___ FRAGMENTO DEL DOCUMENTO
Al acercarme a la caja, lo primero que me encontré de frente fue ese gafete con aquel nombre y entonces le dije: “Jizlein Guilarte, qué interesante su nombre, es la primera vez que lo escucho.” Ella me sonrió con la mirada e inmediatamente me respondió: “Eso me han dicho, pero en realidad es muy común.” Ya para entonces sabía yo que aquella muchacha no era costarricense sino venezolana, pues su acento era nítidamente caraquense. Así que respondí inmediatamente: “Ah, venezolana, con razón no me sonaban ni su nombre, ni su apellido”, a lo que ella respondió siempre en tono amable: “sí señor, soy de Venezuela”. No dije más y terminé de vaciar la canasta sobre la bandeja de pago y los productos comenzaron a rodar hasta sus manos que no llevaban guantes y, antes de comenzar la lectura de los códigos de barra me preguntó: “¿Factura regular o electrónica?” “Corriente”, respondí en buen costarricense y terminamos la tarea en silencio, yo al otro extremo de la bandeja, cargando en mi bolsa los productos ya registrados en el sistema. Al retirarme luego de un gracias y una sonrisa recíproca con la mirada me fui pensando que esa chica Yizlein no estaba en Costa Rica, trabajando de cajera en un supermercado a consecuencia de la pandemia, sino seguramente ella y su familia habían abandonado Venezuela buscando una mejor vida, ante la crisis venezolana generada por el control político y militar del chavismo, el cual desafiaba a Washington abiertamente y éste le echaba encima toda su poderosa maquinaria de odio, repudio, rencor y persecución internacional bloqueando a la nación venezolana su posibilidad de crecimiento comercial para con ella volcar a la población contra su propio gobierno y responsabilizarlo de la miseria en que se había convertido su cotidianeidad y su futuro incierto.
En mis perímetros, lo más cercano que había estado de aquel apellido Guilarte era a través de la familia Guilá, quienes tenían una tienda distribuidora de artículos para el arte y la pintura llamada Arte Guilá, en los alrededores de la Universidad nacional. O sea, el nombre además de comercial se presentaba de manera inversa al de esta muchacha. Quizás el origen fuera el mismo, pero en Costa Rica se asentaron primero los Guilá y este fraile hasta ahora escuchaba por primera vez la existencia de una Guilarte.
______
___ EXTRACTO DE DATOS
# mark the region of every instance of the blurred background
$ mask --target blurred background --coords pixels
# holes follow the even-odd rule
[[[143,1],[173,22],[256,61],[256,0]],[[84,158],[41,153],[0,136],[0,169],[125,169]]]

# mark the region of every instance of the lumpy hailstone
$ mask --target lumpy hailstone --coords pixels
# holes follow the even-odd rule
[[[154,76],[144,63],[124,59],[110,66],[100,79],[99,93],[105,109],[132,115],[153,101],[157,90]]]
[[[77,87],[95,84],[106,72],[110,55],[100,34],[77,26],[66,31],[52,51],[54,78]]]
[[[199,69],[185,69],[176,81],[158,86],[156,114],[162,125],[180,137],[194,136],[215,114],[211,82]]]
______
___ EXTRACTO DE DATOS
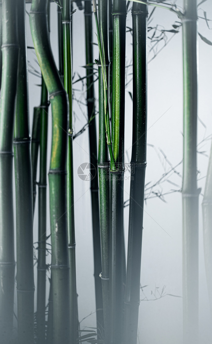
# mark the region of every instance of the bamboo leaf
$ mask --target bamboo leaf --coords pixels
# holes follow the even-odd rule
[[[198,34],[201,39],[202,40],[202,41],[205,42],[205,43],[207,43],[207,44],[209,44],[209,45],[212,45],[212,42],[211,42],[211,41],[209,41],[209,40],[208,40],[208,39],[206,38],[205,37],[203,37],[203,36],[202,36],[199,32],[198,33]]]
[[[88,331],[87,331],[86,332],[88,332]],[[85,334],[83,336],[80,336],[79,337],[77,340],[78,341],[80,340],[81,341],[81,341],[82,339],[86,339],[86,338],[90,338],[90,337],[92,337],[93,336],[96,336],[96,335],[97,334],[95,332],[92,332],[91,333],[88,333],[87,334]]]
______
___ EXTRACTO DE DATOS
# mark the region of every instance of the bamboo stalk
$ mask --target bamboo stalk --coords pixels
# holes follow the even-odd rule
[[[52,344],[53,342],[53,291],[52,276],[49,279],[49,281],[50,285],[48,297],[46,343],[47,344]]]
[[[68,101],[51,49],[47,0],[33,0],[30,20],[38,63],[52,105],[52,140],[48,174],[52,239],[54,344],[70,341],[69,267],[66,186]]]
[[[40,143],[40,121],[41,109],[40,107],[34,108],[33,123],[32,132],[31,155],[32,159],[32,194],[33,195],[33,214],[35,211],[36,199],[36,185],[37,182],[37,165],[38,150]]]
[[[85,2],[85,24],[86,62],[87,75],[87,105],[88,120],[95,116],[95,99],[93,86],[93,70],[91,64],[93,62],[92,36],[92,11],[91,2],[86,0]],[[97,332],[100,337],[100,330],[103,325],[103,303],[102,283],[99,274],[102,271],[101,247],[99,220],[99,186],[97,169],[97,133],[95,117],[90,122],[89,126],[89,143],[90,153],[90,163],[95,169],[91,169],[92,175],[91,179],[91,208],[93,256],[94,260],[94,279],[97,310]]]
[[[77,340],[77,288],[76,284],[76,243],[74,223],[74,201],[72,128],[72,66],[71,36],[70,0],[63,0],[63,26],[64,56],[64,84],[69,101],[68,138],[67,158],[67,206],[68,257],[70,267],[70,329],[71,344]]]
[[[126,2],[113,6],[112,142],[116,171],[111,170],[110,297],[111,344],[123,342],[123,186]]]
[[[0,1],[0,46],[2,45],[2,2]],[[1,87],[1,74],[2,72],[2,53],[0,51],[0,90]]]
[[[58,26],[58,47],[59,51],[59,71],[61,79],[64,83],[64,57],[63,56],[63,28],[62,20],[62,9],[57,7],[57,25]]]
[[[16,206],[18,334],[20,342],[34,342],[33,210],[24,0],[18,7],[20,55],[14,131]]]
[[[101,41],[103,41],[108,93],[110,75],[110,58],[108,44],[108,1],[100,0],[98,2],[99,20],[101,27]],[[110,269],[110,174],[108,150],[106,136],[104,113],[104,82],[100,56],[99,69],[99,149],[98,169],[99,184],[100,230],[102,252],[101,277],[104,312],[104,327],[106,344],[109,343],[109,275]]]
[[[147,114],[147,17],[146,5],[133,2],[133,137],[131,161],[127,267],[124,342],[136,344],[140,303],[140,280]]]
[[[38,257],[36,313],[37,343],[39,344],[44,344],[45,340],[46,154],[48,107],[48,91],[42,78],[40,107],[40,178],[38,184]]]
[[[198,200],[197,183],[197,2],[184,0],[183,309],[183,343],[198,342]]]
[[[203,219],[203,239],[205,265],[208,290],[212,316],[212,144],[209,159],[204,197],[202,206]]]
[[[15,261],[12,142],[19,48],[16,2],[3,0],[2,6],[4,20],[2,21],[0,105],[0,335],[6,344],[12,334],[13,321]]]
______
[TAREA]
Copia textualmente el pasaje del relato sobre la cajera venezolana comprendido entre "En mis perímetros, lo" y "de una Guilarte.", ambos incluidos.

[RESULTADO DE LA TAREA]
En mis perímetros, lo más cercano que había estado de aquel apellido Guilarte era a través de la familia Guilá, quienes tenían una tienda distribuidora de artículos para el arte y la pintura llamada Arte Guilá, en los alrededores de la Universidad nacional. O sea, el nombre además de comercial se presentaba de manera inversa al de esta muchacha. Quizás el origen fuera el mismo, pero en Costa Rica se asentaron primero los Guilá y este fraile hasta ahora escuchaba por primera vez la existencia de una Guilarte.